- **THE REQUEST**: Reproduce every one of the items below word for word, with no changes.

- **EXERCISE INPUT**:
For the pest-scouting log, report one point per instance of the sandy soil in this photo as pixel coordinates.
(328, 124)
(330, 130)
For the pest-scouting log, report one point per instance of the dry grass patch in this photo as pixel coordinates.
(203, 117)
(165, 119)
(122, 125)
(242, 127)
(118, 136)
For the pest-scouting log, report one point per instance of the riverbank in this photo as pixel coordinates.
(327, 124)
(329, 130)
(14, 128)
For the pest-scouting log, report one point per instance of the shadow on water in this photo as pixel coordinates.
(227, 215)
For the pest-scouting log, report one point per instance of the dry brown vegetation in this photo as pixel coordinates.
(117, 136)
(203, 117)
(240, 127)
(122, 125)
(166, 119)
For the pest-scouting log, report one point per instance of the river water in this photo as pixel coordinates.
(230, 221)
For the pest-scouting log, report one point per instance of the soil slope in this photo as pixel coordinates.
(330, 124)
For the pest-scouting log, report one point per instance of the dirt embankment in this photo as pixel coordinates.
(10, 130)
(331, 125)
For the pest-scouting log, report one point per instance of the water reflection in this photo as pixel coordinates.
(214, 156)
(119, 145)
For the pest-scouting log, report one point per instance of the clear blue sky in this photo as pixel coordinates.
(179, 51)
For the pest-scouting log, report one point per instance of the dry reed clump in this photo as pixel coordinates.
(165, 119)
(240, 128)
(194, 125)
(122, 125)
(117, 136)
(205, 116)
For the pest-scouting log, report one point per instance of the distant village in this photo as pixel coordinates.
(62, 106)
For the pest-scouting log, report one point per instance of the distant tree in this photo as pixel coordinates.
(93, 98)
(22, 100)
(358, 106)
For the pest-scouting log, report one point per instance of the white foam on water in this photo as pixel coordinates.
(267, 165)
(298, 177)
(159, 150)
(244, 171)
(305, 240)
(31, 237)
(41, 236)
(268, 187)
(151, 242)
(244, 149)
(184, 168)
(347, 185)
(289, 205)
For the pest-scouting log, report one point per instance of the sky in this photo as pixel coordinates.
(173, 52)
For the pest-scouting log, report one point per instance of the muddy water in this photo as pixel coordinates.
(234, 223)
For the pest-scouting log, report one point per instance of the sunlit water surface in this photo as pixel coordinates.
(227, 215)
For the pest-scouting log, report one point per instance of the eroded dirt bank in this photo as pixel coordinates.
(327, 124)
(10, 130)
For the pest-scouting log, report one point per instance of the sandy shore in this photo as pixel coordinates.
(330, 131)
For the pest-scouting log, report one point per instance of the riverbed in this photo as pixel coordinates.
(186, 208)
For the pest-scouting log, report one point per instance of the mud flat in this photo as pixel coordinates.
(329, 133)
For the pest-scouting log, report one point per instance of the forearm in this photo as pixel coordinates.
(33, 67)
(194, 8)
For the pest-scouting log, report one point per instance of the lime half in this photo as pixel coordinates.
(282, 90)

- **COMPLETE RESPONSE**:
For the pest-scouting log, report one point per instance of the sandy soil in this photo as pixel coordinates.
(328, 124)
(330, 130)
For the pest-scouting log, report one point per instance of the dry grass patch in this photo as pixel coordinates.
(203, 117)
(165, 119)
(122, 125)
(242, 127)
(118, 136)
For the pest-scouting log, report one point per instance of the riverbank in this photo as pixel coordinates.
(327, 124)
(329, 130)
(14, 128)
For the pest-scouting log, report one point per instance of the shadow on water in this photo as pixel coordinates.
(227, 215)
For the pest-scouting log, report one point per instance of the dry brown vegetation in this photo as pixel coordinates.
(117, 136)
(203, 117)
(240, 127)
(122, 125)
(166, 119)
For the pest-scouting log, report one point per instance of the river water in this photo as pixel coordinates.
(230, 221)
For the pest-scouting log, report one point per instance of the soil slope in this photo as pixel coordinates.
(330, 124)
For the pest-scouting log, report one point per instance of the dirt embankment in this photo as pixel coordinates.
(10, 130)
(331, 125)
For the pest-scouting log, report one point per instance of the water reflection in this photo as pixel coordinates.
(214, 156)
(119, 145)
For the pest-scouting log, report one point per instance of the clear blue sky in this photo as pixel coordinates.
(179, 51)
For the pest-scouting log, report one point per instance of the dry reed clump in this photo as pixel coordinates.
(165, 119)
(240, 128)
(194, 125)
(122, 125)
(117, 136)
(205, 116)
For the pest-scouting log, report one point per instance of the distant village in this photo as pixel coordinates.
(62, 106)
For the pest-scouting log, report one point per instance of the distant tree in this photo as pixel coordinates.
(93, 98)
(22, 100)
(358, 106)
For the pest-scouting log, report one point per instance of the white foam on water in this photo as pixel coordinates.
(267, 165)
(298, 177)
(159, 150)
(244, 171)
(305, 240)
(31, 237)
(41, 236)
(268, 187)
(151, 242)
(244, 149)
(184, 168)
(347, 185)
(289, 205)
For the pest-scouting log, report one point per instance of the sky in this photo as pixel coordinates.
(173, 52)
For the pest-scouting log, report one point per instance of the muddy water in this photo as pixel coordinates.
(234, 223)
For the pest-scouting log, report one point per instance of the sunlit water surface in this photo as pixel coordinates.
(227, 215)
For the pest-scouting log, report one point per instance of the eroded dirt bank in this photo as pixel coordinates.
(327, 124)
(10, 130)
For the pest-scouting log, report one point per instance of the sandy shore in this photo as pixel coordinates.
(330, 131)
For the pest-scouting log, report one point per instance of the riverbed in this photo as pixel coordinates.
(186, 208)
For the pest-scouting log, report one point per instance of the mud flat in this photo as pixel coordinates.
(329, 133)
For the pest-scouting log, report one point per instance of the forearm in this photo as pixel coordinates.
(33, 67)
(194, 8)
For the pest-scouting log, report one point per instance of the lime half in this photo as pixel coordinates.
(282, 90)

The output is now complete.